__TESTO FORNITO__
####
Secondo il racconto dell’avvocato, anche questa mattina, durante l’udienza, Gerace ha continuato a dichiararsi innocente e ha attaccato la signora Villirillo e la sua difesa, “accusando i giudici di primo grado e gli avvocati di parte civile (me e la mia collega Jessica Tassone) di aver nascosto delle carte, e ha offeso anche Benedetta, la sorella di Giuseppe, accusandola di aver detto il falso”, racconta Procopio.
####
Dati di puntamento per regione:

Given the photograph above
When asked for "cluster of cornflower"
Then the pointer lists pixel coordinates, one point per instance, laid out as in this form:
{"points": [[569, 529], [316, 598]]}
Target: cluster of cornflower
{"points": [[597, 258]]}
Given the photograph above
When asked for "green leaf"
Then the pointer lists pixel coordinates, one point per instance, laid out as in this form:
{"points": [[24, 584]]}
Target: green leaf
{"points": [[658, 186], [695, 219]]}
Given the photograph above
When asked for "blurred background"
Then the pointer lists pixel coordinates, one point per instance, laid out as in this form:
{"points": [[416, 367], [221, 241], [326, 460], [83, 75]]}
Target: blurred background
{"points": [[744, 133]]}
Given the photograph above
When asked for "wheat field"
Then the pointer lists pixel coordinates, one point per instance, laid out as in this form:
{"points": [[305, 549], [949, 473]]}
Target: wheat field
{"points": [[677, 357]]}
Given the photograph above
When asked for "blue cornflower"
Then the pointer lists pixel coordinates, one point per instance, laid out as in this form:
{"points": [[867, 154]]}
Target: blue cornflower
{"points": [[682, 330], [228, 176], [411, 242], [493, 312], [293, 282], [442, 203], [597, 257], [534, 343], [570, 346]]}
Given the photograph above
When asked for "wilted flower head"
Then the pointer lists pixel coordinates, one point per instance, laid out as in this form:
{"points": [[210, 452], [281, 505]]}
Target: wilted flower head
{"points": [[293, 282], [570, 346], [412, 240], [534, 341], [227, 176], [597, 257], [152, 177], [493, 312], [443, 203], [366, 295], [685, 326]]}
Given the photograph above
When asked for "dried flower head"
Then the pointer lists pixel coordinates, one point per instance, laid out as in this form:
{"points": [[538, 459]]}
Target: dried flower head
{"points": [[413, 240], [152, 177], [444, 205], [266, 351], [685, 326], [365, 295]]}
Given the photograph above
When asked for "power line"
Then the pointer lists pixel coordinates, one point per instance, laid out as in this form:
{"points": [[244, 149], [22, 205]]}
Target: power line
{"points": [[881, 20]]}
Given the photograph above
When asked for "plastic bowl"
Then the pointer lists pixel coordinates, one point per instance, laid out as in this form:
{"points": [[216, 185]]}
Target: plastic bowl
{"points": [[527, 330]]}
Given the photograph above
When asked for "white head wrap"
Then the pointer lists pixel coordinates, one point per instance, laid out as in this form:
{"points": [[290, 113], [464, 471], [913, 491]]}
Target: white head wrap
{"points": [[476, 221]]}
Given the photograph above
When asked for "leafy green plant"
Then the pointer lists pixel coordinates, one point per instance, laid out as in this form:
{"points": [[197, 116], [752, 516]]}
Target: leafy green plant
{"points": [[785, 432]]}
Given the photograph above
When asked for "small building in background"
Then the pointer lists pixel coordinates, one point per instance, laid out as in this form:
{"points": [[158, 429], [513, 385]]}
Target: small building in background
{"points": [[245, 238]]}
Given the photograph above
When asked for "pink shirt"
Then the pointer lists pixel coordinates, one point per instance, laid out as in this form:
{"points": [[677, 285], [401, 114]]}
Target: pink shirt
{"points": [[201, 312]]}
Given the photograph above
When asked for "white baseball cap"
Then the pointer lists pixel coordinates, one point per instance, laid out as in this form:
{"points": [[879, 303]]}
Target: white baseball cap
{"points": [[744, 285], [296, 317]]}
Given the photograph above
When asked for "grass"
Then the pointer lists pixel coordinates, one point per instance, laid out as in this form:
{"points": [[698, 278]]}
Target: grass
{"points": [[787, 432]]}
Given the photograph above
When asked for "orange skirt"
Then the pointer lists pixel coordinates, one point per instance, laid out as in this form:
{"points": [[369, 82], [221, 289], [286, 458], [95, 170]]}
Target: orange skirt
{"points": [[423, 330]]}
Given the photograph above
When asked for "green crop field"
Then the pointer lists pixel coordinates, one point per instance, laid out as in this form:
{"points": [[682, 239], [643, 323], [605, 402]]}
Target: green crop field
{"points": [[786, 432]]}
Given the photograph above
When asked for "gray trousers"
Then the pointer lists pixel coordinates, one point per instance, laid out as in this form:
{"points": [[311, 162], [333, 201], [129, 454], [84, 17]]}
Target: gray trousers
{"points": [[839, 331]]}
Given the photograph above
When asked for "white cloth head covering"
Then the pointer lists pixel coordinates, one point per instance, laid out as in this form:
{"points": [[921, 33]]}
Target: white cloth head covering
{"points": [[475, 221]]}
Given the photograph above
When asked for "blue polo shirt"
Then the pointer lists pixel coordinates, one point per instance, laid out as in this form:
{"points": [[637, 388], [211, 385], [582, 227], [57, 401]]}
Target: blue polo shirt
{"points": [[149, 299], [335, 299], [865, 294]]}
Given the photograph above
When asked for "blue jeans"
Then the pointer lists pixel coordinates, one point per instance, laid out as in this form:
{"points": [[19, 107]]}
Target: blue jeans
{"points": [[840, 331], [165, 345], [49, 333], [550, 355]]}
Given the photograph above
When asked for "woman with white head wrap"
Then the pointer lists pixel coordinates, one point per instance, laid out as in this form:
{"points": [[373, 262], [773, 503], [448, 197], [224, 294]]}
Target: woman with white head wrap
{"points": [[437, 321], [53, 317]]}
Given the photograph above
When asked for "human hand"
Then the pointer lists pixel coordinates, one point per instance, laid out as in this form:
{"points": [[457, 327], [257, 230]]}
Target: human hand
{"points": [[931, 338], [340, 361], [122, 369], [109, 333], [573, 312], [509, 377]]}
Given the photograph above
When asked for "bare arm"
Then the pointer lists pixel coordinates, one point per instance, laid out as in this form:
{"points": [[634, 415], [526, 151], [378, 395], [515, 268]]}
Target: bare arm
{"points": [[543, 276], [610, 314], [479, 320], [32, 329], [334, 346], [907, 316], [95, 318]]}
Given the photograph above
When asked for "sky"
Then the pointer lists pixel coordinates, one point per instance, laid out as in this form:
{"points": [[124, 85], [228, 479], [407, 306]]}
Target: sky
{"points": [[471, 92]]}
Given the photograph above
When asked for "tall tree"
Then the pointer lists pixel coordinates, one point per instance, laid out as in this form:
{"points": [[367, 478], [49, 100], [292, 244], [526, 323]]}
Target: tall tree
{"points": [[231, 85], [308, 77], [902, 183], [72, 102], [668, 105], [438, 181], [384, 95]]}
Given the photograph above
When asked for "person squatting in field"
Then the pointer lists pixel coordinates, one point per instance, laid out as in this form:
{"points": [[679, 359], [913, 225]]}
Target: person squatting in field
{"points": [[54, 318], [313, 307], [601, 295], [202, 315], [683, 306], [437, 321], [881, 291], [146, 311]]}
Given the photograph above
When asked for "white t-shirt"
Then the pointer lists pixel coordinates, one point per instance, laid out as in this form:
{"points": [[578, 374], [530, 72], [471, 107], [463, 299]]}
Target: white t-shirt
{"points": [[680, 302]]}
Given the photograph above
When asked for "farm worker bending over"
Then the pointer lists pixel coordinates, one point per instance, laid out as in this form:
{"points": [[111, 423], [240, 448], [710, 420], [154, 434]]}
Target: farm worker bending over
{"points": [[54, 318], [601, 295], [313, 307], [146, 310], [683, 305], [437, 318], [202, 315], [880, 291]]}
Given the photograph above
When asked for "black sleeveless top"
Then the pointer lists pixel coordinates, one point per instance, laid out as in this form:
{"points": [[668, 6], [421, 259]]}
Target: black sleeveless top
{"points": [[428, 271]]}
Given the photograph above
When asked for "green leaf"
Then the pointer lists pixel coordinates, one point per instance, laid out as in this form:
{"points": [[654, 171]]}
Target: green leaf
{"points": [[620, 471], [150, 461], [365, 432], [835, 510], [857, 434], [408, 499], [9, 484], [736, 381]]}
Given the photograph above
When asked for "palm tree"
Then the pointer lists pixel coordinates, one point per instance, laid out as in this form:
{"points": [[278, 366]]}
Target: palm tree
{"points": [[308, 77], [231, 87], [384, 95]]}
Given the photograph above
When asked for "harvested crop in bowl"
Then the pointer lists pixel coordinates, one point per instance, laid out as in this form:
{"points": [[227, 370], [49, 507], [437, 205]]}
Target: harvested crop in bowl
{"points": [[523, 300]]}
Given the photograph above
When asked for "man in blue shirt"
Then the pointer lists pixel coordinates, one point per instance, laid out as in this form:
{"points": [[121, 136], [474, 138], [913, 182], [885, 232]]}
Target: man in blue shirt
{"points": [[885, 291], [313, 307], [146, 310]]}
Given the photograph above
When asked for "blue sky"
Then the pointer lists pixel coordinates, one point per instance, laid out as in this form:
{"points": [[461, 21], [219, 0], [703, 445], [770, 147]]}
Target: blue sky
####
__OBIETTIVO__
Prosegui il brano di cronaca sull'udienza di Gerace, riprendendo subito dopo la sua ultima frase.

__SOLUZIONE__
La Corte, però, ha confermato la sentenza di primo grado. Il consulente della Corte, analizzando tutta la documentazione clinica e il diario clinico del carcere, ha dichiarato che non c’è alcun elemento che propende per l’incapacità di intendere e di volere per Salvatore Gerace. L’infermità mentale, dunque, non è stata dimostrata. Un motivo di gioia e liberazione per Katia Villirillo, che al momento della lettura della sentenza si è sciolta in un pianto liberatorio. “La signora era molto in tensione- racconta ancora l’avvocato Procopio- perché l’imputato voleva quasi passare per vittima e far sembrare il figlio carnefice. Temeva un’eventuale modifica, che però sarebbe stata ingiusta”.